STATED TASK A
Answer these questions from the border trade interview, one answer per line, marked like the questions.
(i) At which border gate are workers shown unloading goods from containers?
(ii) The People's Committee of which province asked for a meeting?
(iii) What circular did the Ministry of Industry and Trade develop?
STATED TASK B
List every place name in the border trade interview, including countries, provinces, and border gates.
STATED TASK C
Continue the interview on tightening border trade rules, starting right after its final sentence.

PASSAGE SHOWN
▬▬▬▬▬▬
Border trade rules to be tightened
Tran Quoc Toan, Deputy Director-General of the Import-Export Department, Ministry of Industry of Trade, talks on Vietnam’s decision to gradually eliminate all temporary import and re-export activities through Vietnam-China sub-border gates.
Workers wear masks as they unload goods from containers at Ma Lu Thang border gate in the northern mountainous province of Son La.
Will you please explain Vietnam’s decision to eliminate all temporary import and re-export activities through unofficial sub-border gates along the Vietnam-China border?
All temporary import-export activities across the border including consignment of goods from overseas into bonded warehouses are considered internationally as normal business activities. However, in Vietnam, these activities cause quite a lot of risks as Vietnamese law has allowed temporary import-export activities to take place in all sub-border gates and even in unofficial cross border gates with neighbouring countries.
Such unofficial cross border import-export activities can cause many risks, including to diplomatic relations between Vietnam and its neighbouring countries. Furthermore, it has negatively impacted on relations between Vietnam and its neighbours and the volume of goods going through official border gates.
Do you mean that in the near future such unofficial cross border activities will be banned?
Recently, all countries sharing borders with Vietnam have tightened border controls. Such activities have hampered Vietnamese unofficial cross border activities. They have caused big losses to Vietnamese enterprises due to the tax incurred in goods storage and many other expenses and they still cannot export their goods to China.
At the request of the People’s Committee from the northern border province of Quang Ninh, the Ministry of Trade organised a meeting with participants coming from concerned ministries and sectors, and together, the participants drafted a document on the cessation of temporarily imported-exported activities through Vietnamese unofficial border gates or international border gates.
With the Prime Minister’s approval, the Ministry of Industry and Trade then quickly developed Circular No.09/2020 and posted it on its website.
▬▬▬▬▬▬
DATA SEGMENT
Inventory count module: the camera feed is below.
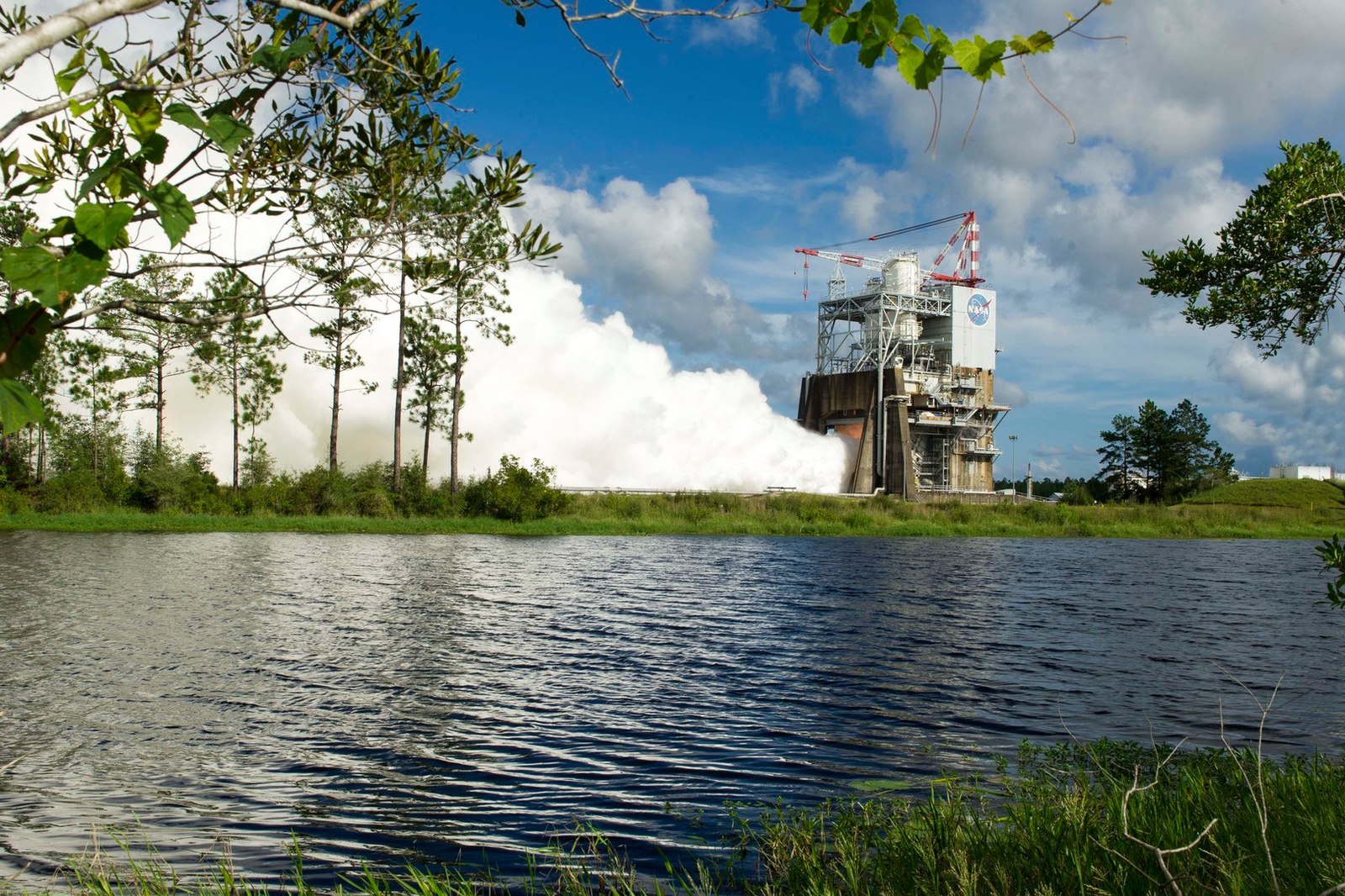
▬▬▬▬▬▬
FINAL RESULT A
(i) Ma Lu Thang border gate, in the northern mountainous province of Son La
(ii) Quang Ninh
(iii) Circular No.09/2020

FINAL RESULT B
Vietnam
China
Ma Lu Thang (border gate)
Son La (province)
Quang Ninh (province)

FINAL RESULT C
What will be the negative impacts of Circular No.09/2020 when it comes into force?
For the immediate future, the circular may have negative impacts on enterprises which are doing businesses in temporary import-export activities. However, I don’t think the negative impacts will be too big as recently quite a few neighbouring countries have already tightened cross border trade through their sub-border gates, including unofficial border gates. In the long run, all temporary import-export activities will only be done through international border gates. This policy will create a legal corridor for enterprises to pursue stable, sustainable and efficient business. Adding to that it will also help Vietnamese enterprises cut risks when their goods have to go through sub-border gates, including unofficial cross border gates with neighbouring countries.
To help reduce losses for Vietnamese enterprises, the Ministry of Industry and Trade has developed a roadmap which will come into force from January 1, 2021, so that all the enterprises will have time to prepare and develop business plans to make them in line with requirements on temporary import-export activities to go through these border gates.
Has the MOIT developed a plan on the halt of border trade activities?
Basically speaking, Chinese policies on tightening the imports of farm products and fisheries are in line with the international norms and practices. That’s why most of the countries in the region and elsewhere have worked closely with China or they have developed their own regulations or instructions to help enterprises to comply with what is regulated by China.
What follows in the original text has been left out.